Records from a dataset

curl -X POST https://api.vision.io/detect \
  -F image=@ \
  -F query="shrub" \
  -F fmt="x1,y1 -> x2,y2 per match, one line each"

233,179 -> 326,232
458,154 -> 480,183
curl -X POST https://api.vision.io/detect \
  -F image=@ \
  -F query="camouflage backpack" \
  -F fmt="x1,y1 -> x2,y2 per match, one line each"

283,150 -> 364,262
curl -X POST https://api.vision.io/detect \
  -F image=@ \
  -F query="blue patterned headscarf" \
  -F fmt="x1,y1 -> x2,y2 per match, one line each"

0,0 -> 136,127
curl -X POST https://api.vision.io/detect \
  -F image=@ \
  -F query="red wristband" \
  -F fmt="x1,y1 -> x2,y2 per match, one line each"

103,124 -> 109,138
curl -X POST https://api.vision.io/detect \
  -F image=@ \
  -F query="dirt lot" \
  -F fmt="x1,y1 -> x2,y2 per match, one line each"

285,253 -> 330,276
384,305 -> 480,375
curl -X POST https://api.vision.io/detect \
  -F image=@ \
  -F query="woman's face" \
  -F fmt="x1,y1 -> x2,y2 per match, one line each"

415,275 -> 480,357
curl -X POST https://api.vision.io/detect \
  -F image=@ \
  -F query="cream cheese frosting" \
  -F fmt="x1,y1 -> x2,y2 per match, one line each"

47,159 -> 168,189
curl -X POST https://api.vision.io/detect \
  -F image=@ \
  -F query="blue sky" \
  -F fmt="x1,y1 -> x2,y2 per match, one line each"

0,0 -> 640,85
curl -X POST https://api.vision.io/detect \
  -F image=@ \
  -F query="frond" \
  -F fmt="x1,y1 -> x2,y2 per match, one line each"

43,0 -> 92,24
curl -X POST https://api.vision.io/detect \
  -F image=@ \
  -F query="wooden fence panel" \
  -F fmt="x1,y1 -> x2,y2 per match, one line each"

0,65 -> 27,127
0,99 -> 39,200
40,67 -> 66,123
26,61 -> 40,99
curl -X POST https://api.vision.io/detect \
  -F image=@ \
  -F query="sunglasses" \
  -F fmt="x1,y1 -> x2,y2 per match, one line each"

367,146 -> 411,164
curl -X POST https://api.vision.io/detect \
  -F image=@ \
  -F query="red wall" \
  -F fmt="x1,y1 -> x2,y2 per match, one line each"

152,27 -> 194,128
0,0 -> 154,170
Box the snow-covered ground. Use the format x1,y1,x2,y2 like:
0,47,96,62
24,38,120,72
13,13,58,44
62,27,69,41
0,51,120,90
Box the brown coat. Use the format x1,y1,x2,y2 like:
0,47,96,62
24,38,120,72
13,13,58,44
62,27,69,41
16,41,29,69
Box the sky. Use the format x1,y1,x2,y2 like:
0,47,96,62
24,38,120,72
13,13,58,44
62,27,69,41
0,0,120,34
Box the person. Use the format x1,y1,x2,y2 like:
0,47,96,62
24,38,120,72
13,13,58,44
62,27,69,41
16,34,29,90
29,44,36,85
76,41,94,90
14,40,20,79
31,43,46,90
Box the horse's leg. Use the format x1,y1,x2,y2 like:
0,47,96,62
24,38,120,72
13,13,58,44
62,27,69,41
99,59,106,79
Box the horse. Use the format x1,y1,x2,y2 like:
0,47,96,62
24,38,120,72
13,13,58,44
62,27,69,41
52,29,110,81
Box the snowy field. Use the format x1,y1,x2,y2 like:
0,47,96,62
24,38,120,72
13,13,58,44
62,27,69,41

TASK REQUIREMENTS: Copy out every line of the material above, requests included, from the line that contains "Box the snow-covered" through the end of the material. Multiply each bounding-box coordinate in the answers by 0.75 and round it to a whole number, with halves rounded up.

EXERCISE RESULT:
Box the snow-covered ground. Use the format x1,y1,x2,y2 like:
0,47,96,62
24,38,120,72
13,13,58,44
62,27,69,41
0,38,90,68
Box the brown coat. Use the format x1,y1,x2,y2 like:
0,47,96,62
24,38,120,72
13,13,58,44
62,27,69,41
12,31,22,52
Box the sky. Use the format x1,y1,x2,y2 like:
0,47,96,62
24,38,120,72
13,13,58,44
62,27,69,41
0,0,90,26
Box the person. Use the format x1,y1,x2,y2 like:
0,47,96,62
24,38,120,72
13,13,58,44
62,27,69,41
12,26,22,68
22,33,27,64
57,31,71,68
11,30,15,59
23,32,35,68
Box the horse's leg. Use the format x1,y1,x2,y2 like:
0,47,96,62
24,38,120,72
13,13,58,44
62,27,69,41
74,44,80,59
Box the horse. Use the format x1,y1,x2,y2 like:
0,47,96,62
24,38,120,72
13,13,58,44
62,27,69,41
39,22,83,61
Box the snowy field. Use the format x1,y1,x2,y2 like:
0,47,96,62
24,38,120,72
13,13,58,44
62,27,69,41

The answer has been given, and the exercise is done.